● **Приведённый отрывок**
········

Вообще машина, на которой Родина доверила мне нести службу, была большой. Как говорил Антон Палыч Чехов: «море было большое». Как и моя машина. Общий вес 40 тонн, двигатель в 800 лошадей, по 100 литров масла в двигателе и гидравлической трансмиссии. 100 л воды радиаторе. Восемь гигантских аккумуляторов (поднять один можно только вдвоем). Полная заправка – 2 тонны соляры. Не машина – монстр. При этом не сильно дружелюбный к хозяину. Так мне тогда казалось. (Кстати, даже сейчас, спустя 40 лет, как чувствую ноздрями дизельный выхлоп – сразу армию вспоминаю.)

И вот на этом чуде советского военпрома в составе большой колоны в начале лета я выезжаю на полевой машинодром. Там, на огромном поле в окружении хмурых эстонских лесов происходил процесс обучения курсантов вождению инженерных машин и управлению ими. И вот эти самые машины мы и перегоняем. Как тогда говорили «на летний период обучения».

От нашей части до машинодрома около 20 км. И это первый мой выезд на столь далекое расстояние. Вроде бы немного, но трасса перегона (так она называлась) совершенно разбита тяжелой техникой, вся в грязи, глубоких ямах, каких-то буграх и гигантских лужах (эстонское лето – понятие весьма относительное). Поэтому колонна движется медленно, каждому водителю приходится лавировать между препятствиями. Моя машина идёт как-то непривычно тяжело, ревёт на подъемах, приходится переходить на пониженную передачу. Да, сложная трасса, думаю я. Даже для моего могучего монстра. Километра через три колонна по команде останавливается.

Выглядываю в окно, чего там у других происходит? Вижу, водители из задних машин попрыгали на землю и несутся вперед, матерясь. Глянул вперед, там вроде всё спокойно. Оказалось, несутся ко мне.

- Ты, такой-сякой (непереводимый армейский фольклор), что творишь? … совсем? Глаза разуй, …!

Где-то я накосячил, но где – еще не пойму. Прикинулся непонимающим.

- А чего случилось?

- Вылезай и сам смотри, водила. (Назвали меня, правда, другим словом с тем же окончанием.)

Я с опаской вылез. Прошел к заду машины в окружении разъяренных коллег по военной службе. Там у меня находился одно интересное устройство под названием «рыхлитель» – стальная штуковина, похожая на плуг, длиной около метра. Весила она килограмм сто пятьдесят и предназначалась для рыхления земли перед тем, как её рыть. Обычно в верхнем положении он крепился специальным крепежом. Но крепёжное устройство давно сломалось, и сей прибор держался вверху лишь на стальном «пальце» от гусеницы, продетом через дырку внизу рыхлителя. От тряски палец вылетел, рыхлитель рухнул и во время езды проделывал рытвину глубиной в полметра и приличных размеров отвалы земли. Эта петляющая канава пролегала примерно посредине трассы перегона позади моей машины. И представляла серьезное препятствие для едущих позади меня небольших МТЛБ-шек.

········

● **Исходные строки**

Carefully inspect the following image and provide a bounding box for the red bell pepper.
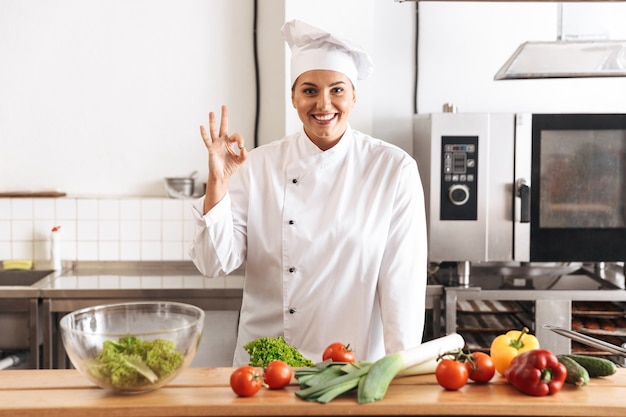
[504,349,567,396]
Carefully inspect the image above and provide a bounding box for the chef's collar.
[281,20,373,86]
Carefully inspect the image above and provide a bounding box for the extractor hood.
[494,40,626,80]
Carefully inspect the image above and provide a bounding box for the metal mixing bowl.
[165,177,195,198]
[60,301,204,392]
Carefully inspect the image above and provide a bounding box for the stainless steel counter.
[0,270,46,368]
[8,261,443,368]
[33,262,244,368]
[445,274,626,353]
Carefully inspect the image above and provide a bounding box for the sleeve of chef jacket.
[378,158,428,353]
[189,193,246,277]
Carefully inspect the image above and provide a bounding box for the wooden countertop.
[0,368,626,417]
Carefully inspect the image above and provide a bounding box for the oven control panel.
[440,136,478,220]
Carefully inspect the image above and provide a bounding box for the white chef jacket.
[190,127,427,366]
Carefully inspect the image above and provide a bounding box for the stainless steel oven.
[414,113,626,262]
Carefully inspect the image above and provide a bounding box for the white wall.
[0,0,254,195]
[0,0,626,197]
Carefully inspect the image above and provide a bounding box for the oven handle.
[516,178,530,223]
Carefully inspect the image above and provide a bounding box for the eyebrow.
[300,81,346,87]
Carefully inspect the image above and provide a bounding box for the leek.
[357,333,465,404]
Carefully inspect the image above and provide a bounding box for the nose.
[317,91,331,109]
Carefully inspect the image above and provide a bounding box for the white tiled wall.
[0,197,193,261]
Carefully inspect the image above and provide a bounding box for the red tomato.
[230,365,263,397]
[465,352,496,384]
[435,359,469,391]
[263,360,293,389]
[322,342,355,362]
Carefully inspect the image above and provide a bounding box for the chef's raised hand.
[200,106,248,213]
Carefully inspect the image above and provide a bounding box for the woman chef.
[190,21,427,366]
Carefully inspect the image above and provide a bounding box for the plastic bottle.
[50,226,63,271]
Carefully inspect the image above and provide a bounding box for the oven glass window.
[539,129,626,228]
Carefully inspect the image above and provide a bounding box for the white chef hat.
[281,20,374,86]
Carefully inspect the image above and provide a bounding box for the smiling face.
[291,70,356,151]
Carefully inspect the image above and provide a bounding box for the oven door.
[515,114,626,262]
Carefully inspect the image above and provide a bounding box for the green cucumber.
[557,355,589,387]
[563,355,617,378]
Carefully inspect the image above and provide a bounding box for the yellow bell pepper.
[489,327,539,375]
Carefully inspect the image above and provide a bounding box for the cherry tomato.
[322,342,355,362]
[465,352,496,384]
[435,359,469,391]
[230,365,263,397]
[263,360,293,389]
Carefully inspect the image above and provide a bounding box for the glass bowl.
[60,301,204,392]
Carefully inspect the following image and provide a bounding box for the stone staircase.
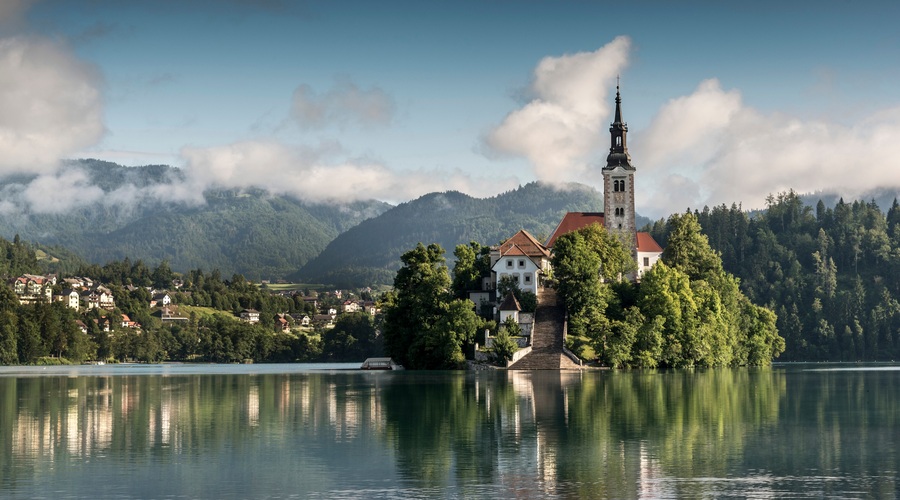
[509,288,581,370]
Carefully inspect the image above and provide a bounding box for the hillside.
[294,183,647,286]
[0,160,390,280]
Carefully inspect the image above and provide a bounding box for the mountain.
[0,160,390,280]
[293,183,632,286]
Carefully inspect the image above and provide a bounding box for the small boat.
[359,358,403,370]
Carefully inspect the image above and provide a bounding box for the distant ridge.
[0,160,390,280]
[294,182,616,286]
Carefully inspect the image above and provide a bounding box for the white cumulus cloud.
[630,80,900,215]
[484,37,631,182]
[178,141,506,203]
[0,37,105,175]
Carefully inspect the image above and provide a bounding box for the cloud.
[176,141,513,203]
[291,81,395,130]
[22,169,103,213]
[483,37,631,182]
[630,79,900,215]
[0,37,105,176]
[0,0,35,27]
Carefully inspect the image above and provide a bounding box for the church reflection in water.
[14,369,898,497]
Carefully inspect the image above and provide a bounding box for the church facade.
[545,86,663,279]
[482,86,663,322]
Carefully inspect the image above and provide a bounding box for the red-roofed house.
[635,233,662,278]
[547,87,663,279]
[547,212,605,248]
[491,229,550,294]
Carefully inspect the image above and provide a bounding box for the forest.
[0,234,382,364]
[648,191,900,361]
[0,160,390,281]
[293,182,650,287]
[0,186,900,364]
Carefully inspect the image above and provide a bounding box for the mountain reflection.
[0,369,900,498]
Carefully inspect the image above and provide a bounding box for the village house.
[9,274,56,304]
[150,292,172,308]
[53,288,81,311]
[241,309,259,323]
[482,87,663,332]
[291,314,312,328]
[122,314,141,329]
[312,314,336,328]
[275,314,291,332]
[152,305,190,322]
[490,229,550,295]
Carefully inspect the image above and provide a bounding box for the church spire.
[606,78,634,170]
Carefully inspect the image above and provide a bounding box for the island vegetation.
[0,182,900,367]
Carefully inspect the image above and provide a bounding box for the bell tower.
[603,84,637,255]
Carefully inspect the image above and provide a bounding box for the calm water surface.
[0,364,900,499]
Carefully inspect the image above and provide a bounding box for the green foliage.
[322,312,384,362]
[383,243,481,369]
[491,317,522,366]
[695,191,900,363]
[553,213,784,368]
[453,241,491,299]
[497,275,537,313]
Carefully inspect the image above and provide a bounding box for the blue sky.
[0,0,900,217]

········

● **Задание**
Перечислите все технические характеристики машины с числовыми значениями, которые приведены в первом абзаце отрывка. Строки здесь никак не используются.

● **Ответ**
- Общий вес: 40 тонн.
- Двигатель: 800 лошадей.
- Масло: по 100 литров в двигателе и в гидравлической трансмиссии.
- Вода в радиаторе: 100 л.
- Аккумуляторы: восемь гигантских.
- Полная заправка: 2 тонны соляры.